-- BEGIN SOURCE PASSAGE --

A contract having been entered into in accordance with these provisions; the work was completed on June 5, 1933, at a cost of $68,551.93. For the portion for which it was responsible there was paid by the city $20,054.06; the remainder (less the sum of $497.87, which .was given to the contractor in cash) was paid by the issuance on June 21, 1933 of 48 “Improvement
Bonds”, each in the sum of $1000, and each containing the following provision: “This bond, principal and interest, is based solely and rests alone for its security and is payable only out of the assessments made and levied upon the properties benefited by the local improvement (street improvement) for which this bond is issued and from no other fund. It is expressly understood that the City of Reading is to be liable only for the amount collected on the said assessments . .
Most of these bonds were ultimately redeemed out of the moneys collected on the assessments, but 9 of them, of which 7 are held by plaintiff, remain unpaid, together with interest thereon from June 22, 1943. As it appeared extremely doubtful whether sufficient funds could be realized out of the liens which were filed on the abutting properties, plaintiff brought the present suit in assumpsit against the city, basing his claim partly upon the Act of May 26, 1943, P. L. 660, and partly upon a contention that the city was negligent in failing to effect collections from the property owners.
The Act of May 26, 1943, P. L. 660, provides that whenever, prior to January 1, 1942 “any municipal corporation has, in good faith, issued bonds or other obligations for the payment of the cost of a public improvement on the assumption that such bonds were not debts of the municipality within the meaning and intent of article nine, section eight of the Constitution, for the reason that such bonds or obligations were secured or to be secured by assessments against property benefited by such improvement, and were to rest alone for their security and payment upon such assessments, such bonds and obligations are hereby ratified, confirmed and made valid and binding obligations and debts of the municipality . . .”.
The court below, one of the judges dissenting, held that this act was constitutional, — a decision which we are now called upon to review.

-- END SOURCE PASSAGE --
-- BEGIN SUPPLIED DATA --

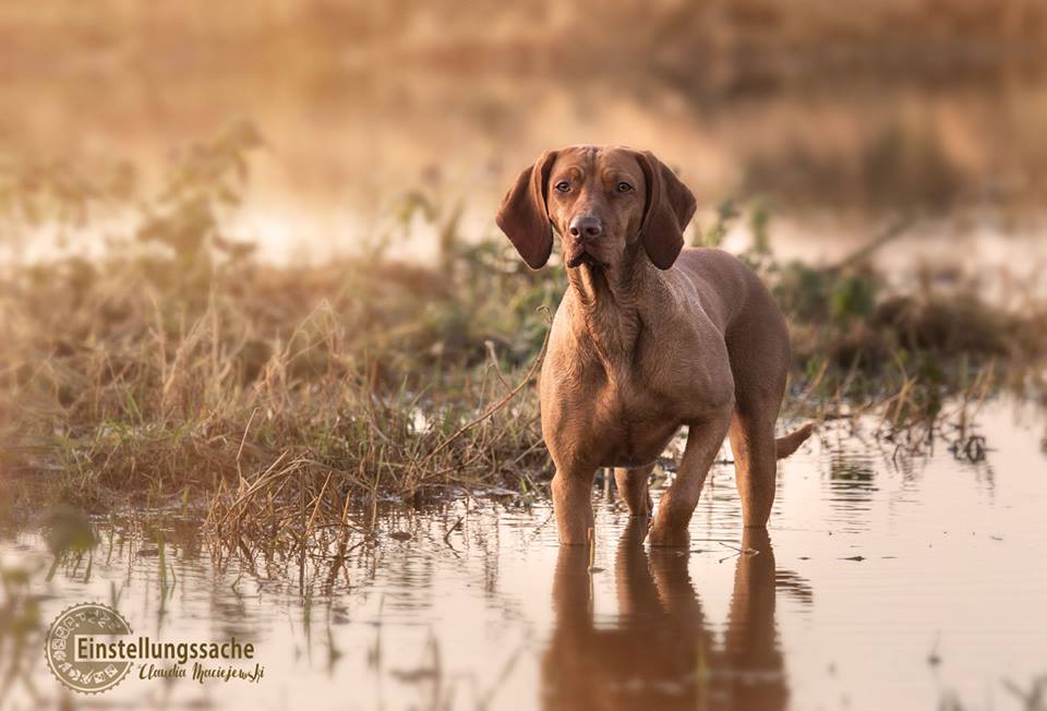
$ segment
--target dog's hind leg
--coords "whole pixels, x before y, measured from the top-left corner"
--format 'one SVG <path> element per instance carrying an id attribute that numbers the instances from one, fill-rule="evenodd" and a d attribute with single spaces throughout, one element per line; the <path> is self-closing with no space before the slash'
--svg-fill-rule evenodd
<path id="1" fill-rule="evenodd" d="M 731 449 L 746 528 L 767 526 L 774 505 L 778 451 L 774 419 L 778 407 L 743 409 L 731 419 Z"/>
<path id="2" fill-rule="evenodd" d="M 618 487 L 618 495 L 625 502 L 629 509 L 629 516 L 633 518 L 648 518 L 651 515 L 653 506 L 647 486 L 653 470 L 654 465 L 638 467 L 637 469 L 625 469 L 624 467 L 615 467 L 614 469 L 614 483 Z"/>
<path id="3" fill-rule="evenodd" d="M 553 477 L 553 510 L 559 542 L 564 545 L 585 545 L 592 528 L 592 480 L 597 469 L 556 468 Z"/>
<path id="4" fill-rule="evenodd" d="M 730 422 L 731 408 L 725 406 L 688 425 L 687 447 L 676 480 L 658 503 L 658 515 L 651 526 L 651 545 L 687 545 L 690 542 L 687 525 Z"/>

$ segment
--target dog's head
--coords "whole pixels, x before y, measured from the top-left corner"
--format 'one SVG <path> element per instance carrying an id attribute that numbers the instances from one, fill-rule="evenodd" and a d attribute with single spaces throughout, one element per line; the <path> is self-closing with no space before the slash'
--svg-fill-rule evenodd
<path id="1" fill-rule="evenodd" d="M 549 260 L 553 228 L 567 268 L 613 268 L 639 242 L 667 269 L 694 213 L 695 196 L 649 152 L 573 146 L 546 150 L 519 174 L 497 222 L 533 269 Z"/>

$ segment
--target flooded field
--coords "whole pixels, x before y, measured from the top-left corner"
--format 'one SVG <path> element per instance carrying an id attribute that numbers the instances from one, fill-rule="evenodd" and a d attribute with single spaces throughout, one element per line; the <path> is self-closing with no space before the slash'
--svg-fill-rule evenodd
<path id="1" fill-rule="evenodd" d="M 1047 418 L 999 398 L 916 453 L 875 424 L 782 462 L 769 535 L 742 538 L 715 466 L 686 553 L 645 546 L 599 485 L 591 561 L 498 491 L 354 511 L 342 555 L 300 564 L 230 555 L 188 510 L 97 520 L 57 565 L 43 520 L 5 526 L 0 708 L 1043 708 Z M 264 676 L 64 694 L 43 634 L 80 601 L 156 640 L 252 641 Z"/>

-- END SUPPLIED DATA --

(GOAL OF THE EXERCISE)
Please copy out the full court passage on the Reading improvement bonds, word for word.

(EXERCISE ANSWER)
A contract having been entered into in accordance with these provisions; the work was completed on June 5, 1933, at a cost of $68,551.93. For the portion for which it was responsible there was paid by the city $20,054.06; the remainder (less the sum of $497.87, which .was given to the contractor in cash) was paid by the issuance on June 21, 1933 of 48 “Improvement
Bonds”, each in the sum of $1000, and each containing the following provision: “This bond, principal and interest, is based solely and rests alone for its security and is payable only out of the assessments made and levied upon the properties benefited by the local improvement (street improvement) for which this bond is issued and from no other fund. It is expressly understood that the City of Reading is to be liable only for the amount collected on the said assessments . .
Most of these bonds were ultimately redeemed out of the moneys collected on the assessments, but 9 of them, of which 7 are held by plaintiff, remain unpaid, together with interest thereon from June 22, 1943. As it appeared extremely doubtful whether sufficient funds could be realized out of the liens which were filed on the abutting properties, plaintiff brought the present suit in assumpsit against the city, basing his claim partly upon the Act of May 26, 1943, P. L. 660, and partly upon a contention that the city was negligent in failing to effect collections from the property owners.
The Act of May 26, 1943, P. L. 660, provides that whenever, prior to January 1, 1942 “any municipal corporation has, in good faith, issued bonds or other obligations for the payment of the cost of a public improvement on the assumption that such bonds were not debts of the municipality within the meaning and intent of article nine, section eight of the Constitution, for the reason that such bonds or obligations were secured or to be secured by assessments against property benefited by such improvement, and were to rest alone for their security and payment upon such assessments, such bonds and obligations are hereby ratified, confirmed and made valid and binding obligations and debts of the municipality . . .”.
The court below, one of the judges dissenting, held that this act was constitutional, — a decision which we are now called upon to review.